◆ SUPPLIED ENTRIES:
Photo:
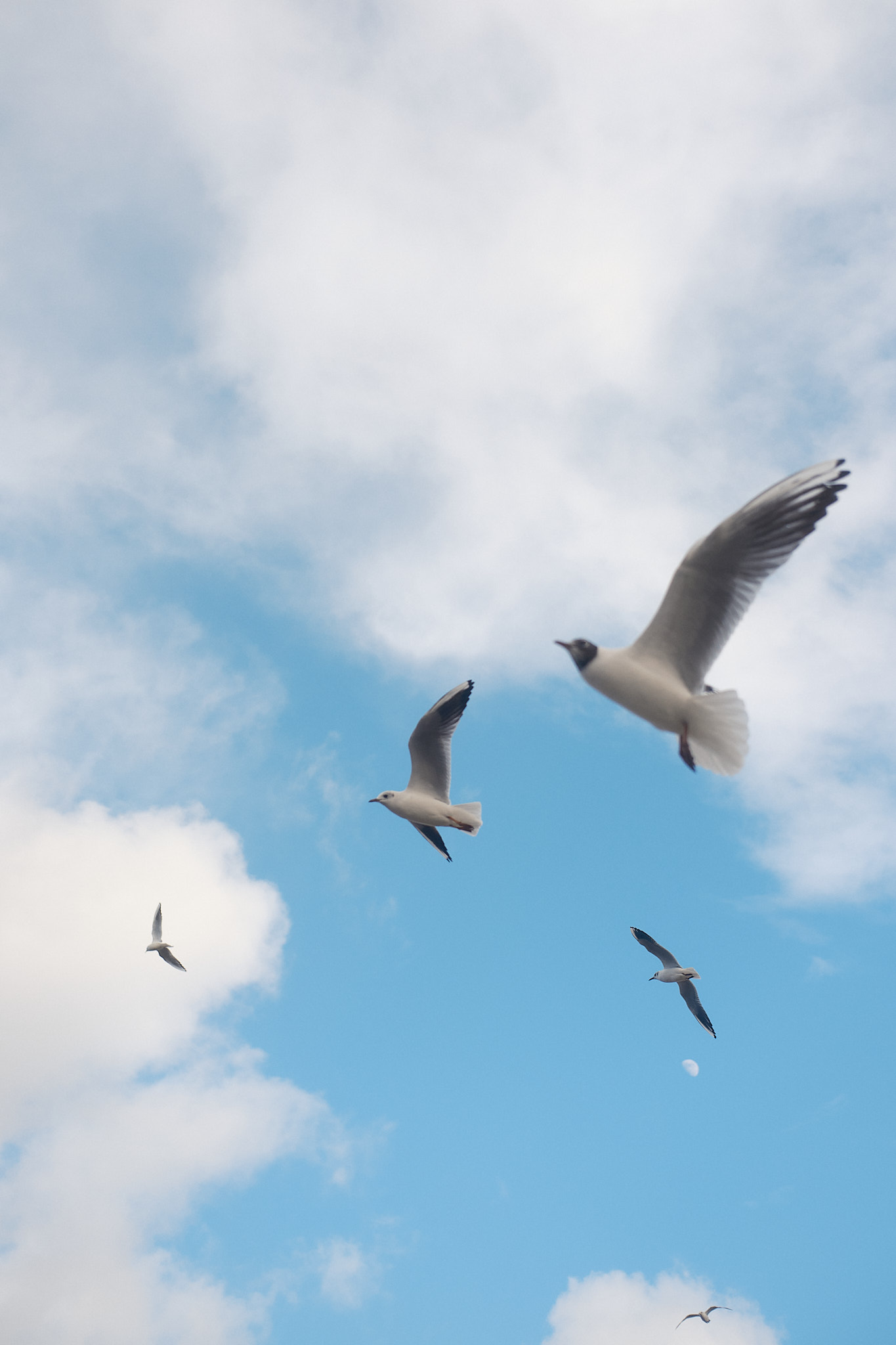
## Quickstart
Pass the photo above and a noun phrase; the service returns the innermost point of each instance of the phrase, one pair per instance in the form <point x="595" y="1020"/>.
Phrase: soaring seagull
<point x="661" y="677"/>
<point x="158" y="946"/>
<point x="425" y="803"/>
<point x="704" y="1315"/>
<point x="672" y="970"/>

◆ WHAT IS BEING ASKED:
In transcribing the lines above, omit the images and keep all else exact.

◆ EXERCISE OUTPUT:
Photo:
## Quickstart
Pass the photo above and a noun phrase; the service returns the innermost point of each instance of the phrase, one pair per instance in the form <point x="595" y="1020"/>.
Phrase: soaring seagull
<point x="661" y="677"/>
<point x="158" y="946"/>
<point x="425" y="803"/>
<point x="704" y="1315"/>
<point x="672" y="970"/>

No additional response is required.